### [SET OF TASKS]
1: Decide whether each statement below agrees with the text about Oron. Answer (a), (b), and (c) with yes or no, and quote the deciding words of the text exactly.
(a) Oron is home to the Maritime Academy of Nigeria.
(b) Oron was made a Local Government Area in 1970.
(c) Urue-Offong/Oruko Local Government Area was carved out of Oron Local Government Area in September 1991.
2: According to the text about Oron, what is the area's postal code?
3: Write the next part of the text about Oron, picking up after its final sentence.

Oron is a coastal city and Local Government Area in Akwa Ibom State, Nigeria. It is home to the Maritime Academy of Nigeria and the Oron Museum.

It has an area of 70 km and a population of 156,461 at the 2006 census.

The postal code of the area is 523.

History

Oron became a Division in August 1970 and in 1976, was made a Local Government Area. However, following the local government creation exercise of the federal government in 1989, Oron was split into 3 Local Government Areas of Mbo, Akwa Ibom Oron, Akwa Ibom and Okobo, Akwa Ibom. Again in September 1991, Urue-Offong/Oruko Local Government Area was carved out of Oron Local Government Area. Finally in December 1996, Udung Uko Local Government Area was further carved out of Oron.

### [SUPPLIED DATA]
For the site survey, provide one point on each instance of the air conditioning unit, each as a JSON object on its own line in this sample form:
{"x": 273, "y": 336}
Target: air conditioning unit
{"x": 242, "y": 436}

### [RESULTS FOR EACH TASK]
1:
(a) Yes: "It is home to the Maritime Academy of Nigeria and the Oron Museum."
(b) No: "Oron became a Division in August 1970 and in 1976, was made a Local Government Area."
(c) Yes: "Again in September 1991, Urue-Offong/Oruko Local Government Area was carved out of Oron Local Government Area."

2: The postal code is 523.

3:
Clan and settlement
Oron Town as it is popularly known is made up of four (4) out of the Nine (9) Oron people clans (Afaha) which are.

Afaha Okpo Clan  also known as Afaha Okpo District includes

Esin Ufot
Esuk Oro
Eyo Ekung Inyang
Eyo Obiosio
Udung Esin
Udung Ulo
Udung Usotia
Udung Ekung
Ikwita

Ibighi Clan also known as Uya Oro District includes

Uya Oro
Eyo-Atta
Eyo-Esu
Eyo-Ifang
Eyo-Odiong
Eyo-Okpo
Eyo-Uya
Udung Okwong
Udung Uwe

Afaha Ukwong Clan which is today known as Eyo Abasi District includes

Eyo Abasi
Akai-Ikon
Udung Ekung
Udung Ekung II
Udung Osin
Udung Uko
Uko Ukwong
Uko Uyokim.

Afaha Ubodung Clan now known as Eyotong District comprises

Eyotong
Eyo-Esang-Obisung
Eyo-Esio-Uwak
Eyo-Okpo-Oyo
Eyo-Orukra-Usuyak
Eyo-Otong-Uwe
Eyo-Oyete
Udung Obisung.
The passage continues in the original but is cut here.